• **Required work**
All records below must be written out exactly, with the pictures excluded.

-- Data in this exercise follows --

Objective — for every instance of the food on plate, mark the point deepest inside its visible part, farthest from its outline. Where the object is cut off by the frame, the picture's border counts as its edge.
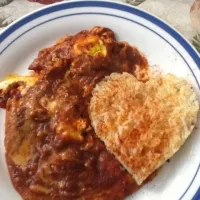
(52, 151)
(143, 124)
(15, 85)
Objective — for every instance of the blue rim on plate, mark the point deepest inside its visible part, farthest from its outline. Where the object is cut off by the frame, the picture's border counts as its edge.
(116, 6)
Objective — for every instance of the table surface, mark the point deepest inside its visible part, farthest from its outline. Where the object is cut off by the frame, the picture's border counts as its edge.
(183, 15)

-- Data in this exercise concluded --

• **Answer**
Objective — for every instance of the food on plate, mark the point deepest inside its visible part, farthest from its outline. Where the object is cut off by the frame, the picture's border counts as its edge.
(52, 151)
(143, 124)
(15, 85)
Objective — for every instance of the blue rim on plate, mark the point deepest inside its visible part, farthest from its outline. Where the object is cut off by the frame, the picture's border counts as its edge.
(116, 6)
Objective — for every instance of the table surface, mark the point deepest inside its visible part, farthest from its outline. Where the object is cut off by the frame, the picture's border counts as its edge.
(183, 15)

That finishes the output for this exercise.